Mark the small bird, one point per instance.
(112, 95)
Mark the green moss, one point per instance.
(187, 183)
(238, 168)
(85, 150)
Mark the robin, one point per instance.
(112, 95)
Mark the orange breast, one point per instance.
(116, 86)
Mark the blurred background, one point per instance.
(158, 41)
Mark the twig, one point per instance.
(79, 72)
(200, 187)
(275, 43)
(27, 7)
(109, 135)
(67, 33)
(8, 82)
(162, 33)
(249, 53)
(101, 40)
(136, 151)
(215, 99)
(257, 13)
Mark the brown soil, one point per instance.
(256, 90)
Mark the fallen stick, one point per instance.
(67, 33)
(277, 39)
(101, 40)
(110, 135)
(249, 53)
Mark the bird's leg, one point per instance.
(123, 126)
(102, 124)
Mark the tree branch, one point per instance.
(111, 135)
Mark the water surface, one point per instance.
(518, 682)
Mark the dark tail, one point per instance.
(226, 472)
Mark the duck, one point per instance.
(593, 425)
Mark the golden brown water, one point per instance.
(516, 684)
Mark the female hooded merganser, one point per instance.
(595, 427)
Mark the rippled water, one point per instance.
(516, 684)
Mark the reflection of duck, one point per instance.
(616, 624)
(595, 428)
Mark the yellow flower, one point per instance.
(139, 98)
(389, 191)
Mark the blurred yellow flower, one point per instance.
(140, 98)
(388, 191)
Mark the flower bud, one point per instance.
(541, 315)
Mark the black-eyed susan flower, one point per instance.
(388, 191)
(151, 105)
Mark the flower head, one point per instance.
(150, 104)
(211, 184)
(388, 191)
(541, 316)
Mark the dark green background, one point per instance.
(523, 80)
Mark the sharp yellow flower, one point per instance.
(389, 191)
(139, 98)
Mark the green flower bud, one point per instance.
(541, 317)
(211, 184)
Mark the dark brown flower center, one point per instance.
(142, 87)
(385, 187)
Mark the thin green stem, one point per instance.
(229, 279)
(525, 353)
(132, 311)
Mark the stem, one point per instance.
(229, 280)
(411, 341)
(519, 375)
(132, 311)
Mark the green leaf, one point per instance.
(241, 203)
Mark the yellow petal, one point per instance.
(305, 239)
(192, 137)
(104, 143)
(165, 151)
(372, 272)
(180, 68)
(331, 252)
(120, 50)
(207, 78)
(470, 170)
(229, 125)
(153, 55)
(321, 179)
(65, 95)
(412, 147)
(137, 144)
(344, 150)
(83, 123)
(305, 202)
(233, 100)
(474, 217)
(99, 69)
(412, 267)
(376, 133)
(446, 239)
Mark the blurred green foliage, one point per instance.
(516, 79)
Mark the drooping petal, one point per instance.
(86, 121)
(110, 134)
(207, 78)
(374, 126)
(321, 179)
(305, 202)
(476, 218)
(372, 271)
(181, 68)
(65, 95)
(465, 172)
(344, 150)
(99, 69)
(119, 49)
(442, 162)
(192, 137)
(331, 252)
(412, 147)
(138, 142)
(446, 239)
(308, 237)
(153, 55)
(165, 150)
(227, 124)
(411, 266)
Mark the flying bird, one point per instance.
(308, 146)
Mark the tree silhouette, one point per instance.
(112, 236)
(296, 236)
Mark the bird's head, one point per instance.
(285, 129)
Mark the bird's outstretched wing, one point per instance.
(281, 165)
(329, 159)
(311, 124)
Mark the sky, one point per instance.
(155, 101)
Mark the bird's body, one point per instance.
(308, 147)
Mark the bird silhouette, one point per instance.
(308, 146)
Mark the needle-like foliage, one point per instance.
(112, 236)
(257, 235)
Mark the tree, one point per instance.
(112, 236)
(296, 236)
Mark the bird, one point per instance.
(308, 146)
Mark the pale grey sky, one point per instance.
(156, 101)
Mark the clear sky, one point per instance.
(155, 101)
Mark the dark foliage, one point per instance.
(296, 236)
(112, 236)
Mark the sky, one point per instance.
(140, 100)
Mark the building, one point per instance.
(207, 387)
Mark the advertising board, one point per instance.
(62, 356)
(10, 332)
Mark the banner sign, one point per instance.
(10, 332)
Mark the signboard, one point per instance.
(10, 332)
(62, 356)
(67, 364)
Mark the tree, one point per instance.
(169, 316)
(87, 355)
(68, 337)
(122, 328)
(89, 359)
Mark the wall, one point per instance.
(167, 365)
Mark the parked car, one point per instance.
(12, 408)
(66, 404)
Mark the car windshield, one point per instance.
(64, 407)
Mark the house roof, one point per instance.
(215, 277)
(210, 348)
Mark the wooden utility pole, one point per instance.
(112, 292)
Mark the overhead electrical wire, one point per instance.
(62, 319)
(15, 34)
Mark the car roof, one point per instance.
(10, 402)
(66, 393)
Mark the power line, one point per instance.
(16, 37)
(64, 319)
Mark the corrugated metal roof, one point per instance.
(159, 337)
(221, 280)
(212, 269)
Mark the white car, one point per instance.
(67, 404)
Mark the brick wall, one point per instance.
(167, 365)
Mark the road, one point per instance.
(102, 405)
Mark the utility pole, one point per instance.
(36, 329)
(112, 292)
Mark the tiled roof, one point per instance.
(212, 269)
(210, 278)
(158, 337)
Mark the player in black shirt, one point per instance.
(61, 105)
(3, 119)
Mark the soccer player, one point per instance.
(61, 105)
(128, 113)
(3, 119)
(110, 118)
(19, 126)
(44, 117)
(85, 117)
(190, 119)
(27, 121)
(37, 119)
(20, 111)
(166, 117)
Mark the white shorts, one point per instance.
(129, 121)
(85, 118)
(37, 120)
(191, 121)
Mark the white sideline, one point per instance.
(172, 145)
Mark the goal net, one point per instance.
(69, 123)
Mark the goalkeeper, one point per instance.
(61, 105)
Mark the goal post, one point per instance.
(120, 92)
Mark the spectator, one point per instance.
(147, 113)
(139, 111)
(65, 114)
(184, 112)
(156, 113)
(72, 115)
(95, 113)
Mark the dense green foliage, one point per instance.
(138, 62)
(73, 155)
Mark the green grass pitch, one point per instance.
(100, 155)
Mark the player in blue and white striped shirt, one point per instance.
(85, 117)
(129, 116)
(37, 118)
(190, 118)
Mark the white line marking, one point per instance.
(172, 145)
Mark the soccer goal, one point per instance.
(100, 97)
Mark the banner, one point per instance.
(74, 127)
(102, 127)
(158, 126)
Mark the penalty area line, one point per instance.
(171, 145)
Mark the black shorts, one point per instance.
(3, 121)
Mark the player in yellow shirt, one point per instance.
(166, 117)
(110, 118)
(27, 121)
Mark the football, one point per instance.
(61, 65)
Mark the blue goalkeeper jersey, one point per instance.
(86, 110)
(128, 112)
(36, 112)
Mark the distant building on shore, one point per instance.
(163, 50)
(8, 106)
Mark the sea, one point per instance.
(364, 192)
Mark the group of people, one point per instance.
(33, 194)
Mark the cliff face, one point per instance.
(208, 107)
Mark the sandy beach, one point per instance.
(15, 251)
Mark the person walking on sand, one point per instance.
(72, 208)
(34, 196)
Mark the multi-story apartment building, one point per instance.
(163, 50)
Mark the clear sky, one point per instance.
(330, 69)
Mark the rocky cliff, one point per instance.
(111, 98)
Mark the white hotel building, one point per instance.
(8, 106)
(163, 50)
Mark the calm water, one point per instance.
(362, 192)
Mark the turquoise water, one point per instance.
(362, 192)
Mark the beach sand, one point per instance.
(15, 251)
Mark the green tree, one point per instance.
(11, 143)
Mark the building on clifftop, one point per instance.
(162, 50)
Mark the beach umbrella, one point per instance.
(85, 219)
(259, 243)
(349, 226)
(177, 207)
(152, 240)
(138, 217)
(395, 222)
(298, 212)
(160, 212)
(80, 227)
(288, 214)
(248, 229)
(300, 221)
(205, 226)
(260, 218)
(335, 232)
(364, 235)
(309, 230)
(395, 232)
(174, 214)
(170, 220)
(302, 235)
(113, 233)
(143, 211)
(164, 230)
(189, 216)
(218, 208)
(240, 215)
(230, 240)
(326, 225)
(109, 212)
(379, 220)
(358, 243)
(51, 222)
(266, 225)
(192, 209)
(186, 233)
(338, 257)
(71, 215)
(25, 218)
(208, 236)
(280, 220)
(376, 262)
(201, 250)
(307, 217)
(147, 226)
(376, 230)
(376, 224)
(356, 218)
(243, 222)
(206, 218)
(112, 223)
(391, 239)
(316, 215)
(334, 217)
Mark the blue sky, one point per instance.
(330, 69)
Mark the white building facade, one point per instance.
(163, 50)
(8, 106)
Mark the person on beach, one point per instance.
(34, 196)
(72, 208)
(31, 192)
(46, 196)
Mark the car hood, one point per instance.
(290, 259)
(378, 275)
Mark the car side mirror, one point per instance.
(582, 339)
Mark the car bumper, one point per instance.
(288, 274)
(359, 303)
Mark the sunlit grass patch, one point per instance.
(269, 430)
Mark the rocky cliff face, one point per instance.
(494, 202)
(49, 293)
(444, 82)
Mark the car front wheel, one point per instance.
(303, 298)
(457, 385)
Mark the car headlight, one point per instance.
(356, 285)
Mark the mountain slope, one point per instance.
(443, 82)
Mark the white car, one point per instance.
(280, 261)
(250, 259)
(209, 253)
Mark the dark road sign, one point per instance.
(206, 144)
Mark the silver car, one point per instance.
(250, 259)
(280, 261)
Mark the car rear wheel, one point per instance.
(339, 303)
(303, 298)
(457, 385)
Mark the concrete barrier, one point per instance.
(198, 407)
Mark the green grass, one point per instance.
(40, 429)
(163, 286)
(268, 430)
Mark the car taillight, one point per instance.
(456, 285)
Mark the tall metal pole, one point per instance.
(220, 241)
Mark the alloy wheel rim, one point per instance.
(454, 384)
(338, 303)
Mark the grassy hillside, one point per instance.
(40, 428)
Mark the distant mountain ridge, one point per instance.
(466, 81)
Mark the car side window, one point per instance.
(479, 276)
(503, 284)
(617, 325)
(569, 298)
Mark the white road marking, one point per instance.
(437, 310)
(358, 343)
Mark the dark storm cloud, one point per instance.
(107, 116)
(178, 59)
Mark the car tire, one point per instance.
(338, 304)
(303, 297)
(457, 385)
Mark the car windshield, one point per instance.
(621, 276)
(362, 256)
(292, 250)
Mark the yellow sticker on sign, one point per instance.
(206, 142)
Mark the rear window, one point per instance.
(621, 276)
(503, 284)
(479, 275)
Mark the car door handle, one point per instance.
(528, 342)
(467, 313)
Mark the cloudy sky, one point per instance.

......

• _What is asked_: Starting from the line containing "Mark the blue sky, one point per instance." and ending with the final line of the data, reproduce each line exactly as it appears, including no other lines.

• _Right answer_:
Mark the blue sky, one point per instance.
(330, 69)
Mark the white building facade, one point per instance.
(163, 50)
(8, 106)
Mark the person on beach, one point per instance.
(34, 196)
(72, 208)
(31, 192)
(46, 196)
Mark the car hood, one point per instance.
(290, 259)
(378, 275)
Mark the car side mirror, one point per instance.
(582, 339)
Mark the car bumper, one point per instance.
(288, 274)
(359, 303)
Mark the sunlit grass patch, one point per instance.
(269, 430)
Mark the rocky cliff face, one point per instance.
(494, 202)
(49, 293)
(444, 82)
Mark the car front wheel, one point per instance.
(303, 298)
(457, 385)
Mark the car headlight, one point per instance.
(356, 285)
Mark the mountain slope, one point per instance.
(443, 82)
Mark the white car, one point per instance.
(280, 261)
(250, 259)
(209, 253)
Mark the dark road sign, one point per instance.
(206, 144)
Mark the silver car, one point per instance.
(250, 259)
(280, 261)
Mark the car rear wheel, one point per instance.
(339, 303)
(303, 298)
(457, 385)
Mark the concrete barrier, one point per instance.
(198, 407)
Mark the green grass, one point per instance.
(40, 429)
(163, 286)
(268, 430)
Mark the car taillight, one point per instance.
(456, 285)
Mark the tall metal pole, one point per instance.
(220, 241)
Mark the alloy wheel rim, one point per instance.
(454, 384)
(338, 303)
Mark the grassy hillside, one point per instance.
(40, 428)
Mark the distant mountain ridge, one point per instance.
(466, 81)
Mark the car side window, one point per instance.
(479, 276)
(503, 284)
(617, 325)
(569, 298)
Mark the white road marking, one point per instance.
(437, 310)
(358, 343)
Mark the dark storm cloud, one point per instance.
(107, 116)
(178, 59)
Mark the car tire, one point per instance.
(338, 304)
(303, 297)
(457, 385)
Mark the car windshield, one point per instance.
(621, 276)
(362, 256)
(292, 250)
Mark the yellow sticker on sign, one point per instance.
(206, 142)
Mark the rear window, one point per instance.
(621, 276)
(503, 284)
(479, 275)
Mark the car door handle, one point per instance.
(528, 342)
(467, 313)
Mark the cloudy sky, one point per instance.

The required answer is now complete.